Reproduce every one of the following items word for word.

* **Recorded data**
▼▼▼

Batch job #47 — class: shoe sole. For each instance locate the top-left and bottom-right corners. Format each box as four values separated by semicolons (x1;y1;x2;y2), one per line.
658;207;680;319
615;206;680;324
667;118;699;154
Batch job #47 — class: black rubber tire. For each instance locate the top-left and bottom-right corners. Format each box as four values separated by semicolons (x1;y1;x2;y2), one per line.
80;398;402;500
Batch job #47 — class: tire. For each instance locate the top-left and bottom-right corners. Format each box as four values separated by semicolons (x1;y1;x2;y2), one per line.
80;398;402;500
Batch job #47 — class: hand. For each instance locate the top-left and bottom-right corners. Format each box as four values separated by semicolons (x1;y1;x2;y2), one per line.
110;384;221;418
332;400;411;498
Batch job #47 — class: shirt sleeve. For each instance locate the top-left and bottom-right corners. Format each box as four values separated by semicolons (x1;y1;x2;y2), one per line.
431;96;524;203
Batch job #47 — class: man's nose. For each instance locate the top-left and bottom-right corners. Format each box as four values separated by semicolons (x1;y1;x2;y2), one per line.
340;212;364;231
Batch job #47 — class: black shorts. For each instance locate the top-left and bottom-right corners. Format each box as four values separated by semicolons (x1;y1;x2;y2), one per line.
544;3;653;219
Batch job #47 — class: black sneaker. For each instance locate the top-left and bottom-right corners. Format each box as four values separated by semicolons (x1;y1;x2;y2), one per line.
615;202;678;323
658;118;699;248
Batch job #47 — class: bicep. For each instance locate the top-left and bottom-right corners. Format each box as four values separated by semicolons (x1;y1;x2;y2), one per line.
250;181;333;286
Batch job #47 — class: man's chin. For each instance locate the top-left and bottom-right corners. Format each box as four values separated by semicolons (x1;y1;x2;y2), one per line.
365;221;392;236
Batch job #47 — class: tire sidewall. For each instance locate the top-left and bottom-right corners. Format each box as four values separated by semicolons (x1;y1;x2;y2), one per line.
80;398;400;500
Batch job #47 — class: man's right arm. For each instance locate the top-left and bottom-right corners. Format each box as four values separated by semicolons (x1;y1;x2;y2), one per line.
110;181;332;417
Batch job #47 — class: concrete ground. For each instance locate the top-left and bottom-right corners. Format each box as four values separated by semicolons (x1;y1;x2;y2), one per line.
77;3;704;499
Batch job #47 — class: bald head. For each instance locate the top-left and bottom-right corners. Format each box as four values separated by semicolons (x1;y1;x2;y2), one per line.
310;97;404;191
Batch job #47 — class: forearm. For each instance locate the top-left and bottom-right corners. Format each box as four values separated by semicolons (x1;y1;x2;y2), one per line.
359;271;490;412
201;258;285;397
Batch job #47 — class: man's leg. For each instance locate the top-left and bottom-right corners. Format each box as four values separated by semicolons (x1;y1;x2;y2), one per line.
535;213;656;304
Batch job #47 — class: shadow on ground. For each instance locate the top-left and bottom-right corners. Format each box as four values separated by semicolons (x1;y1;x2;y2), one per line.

▲▲▲

* **Right answer**
Batch job #47 — class: shoe sole. For each instance locate the top-left and bottom-right corners. Format each box as four values separated by semicolons (x1;y1;x2;y2), one per line.
658;207;680;319
615;206;680;324
667;118;699;154
Batch job #47 — class: black rubber tire. For each instance locate the top-left and bottom-right corners. Format each box as four values separated by semicolons (x1;y1;x2;y2), one per line.
80;398;402;500
Batch job #47 — class: tire. For each instance locate the top-left and bottom-right corners. Format each box as four values separated by semicolons (x1;y1;x2;y2), one per line.
80;398;402;500
Batch job #47 — class: hand. For each instance locate the top-left and bottom-right corners. Format each box as four values separated by semicolons (x1;y1;x2;y2), one per line.
110;384;221;418
332;400;411;498
Batch job #47 — class: shirt sleeve. For each instance locate the top-left and bottom-right corners. Format each box as four values separated by semicolons (x1;y1;x2;y2), one per line.
431;96;524;203
Batch job #47 — class: man's nose. For each instance locate the top-left and bottom-right corners. Format each box as four values separated by semicolons (x1;y1;x2;y2), one per line.
340;212;364;231
Batch job #47 — class: black shorts. For each instance locate the top-left and bottom-right corners. Format each box as four values separated by semicolons (x1;y1;x2;y2), one per line.
544;3;653;219
Batch job #47 — class: black sneaker. For each instance locate the top-left and bottom-right corners. Format each box as four values separated by semicolons (x1;y1;x2;y2), one per line.
615;202;678;323
658;118;699;248
Batch job #47 — class: bicep. For each instance locate the top-left and bottom-right corners. Format each box as four values separated by semicolons (x1;y1;x2;y2), one per line.
250;181;333;286
Batch job #47 — class: man's chin. For each instance locate the top-left and bottom-right corners. Format each box as four values separated by semicolons (x1;y1;x2;y2), one per line.
365;221;392;236
Batch job #47 — class: tire sidewall. For each instance locate the top-left and bottom-right corners. Format each box as four values separated by semicolons (x1;y1;x2;y2), one per line.
80;398;400;500
Batch job #47 — class: man's right arm. For each instance locate the top-left and bottom-right corners. Format each box as four values separated by semicolons (x1;y1;x2;y2), one per line.
110;181;332;417
Batch job #47 — class: concrete ground. For each instance locate the top-left and bottom-right corners. Format each box as four values separated by semicolons (x1;y1;x2;y2), one per line.
77;3;704;499
Batch job #47 — class: bald head. For each instance locate the top-left and bottom-right corners. Format each box as four values separated by semicolons (x1;y1;x2;y2), one per line.
310;97;404;191
Batch job #47 — class: forearm. For each instance locate the top-left and bottom-right corners. Format each box as four values separated by semicolons (x1;y1;x2;y2), one per line.
359;271;490;412
201;258;285;397
Batch job #47 — class: man's leg. For each instance locate the top-left and bottom-right corners. Format each box as four values separated by semicolons (x1;y1;x2;y2), one per line.
535;213;656;304
Batch job #47 — class: shadow on ground. For each instance locate the top-left and bottom-right corners. Format each box as four values separated by semicolons (x1;y1;x2;y2), one per line.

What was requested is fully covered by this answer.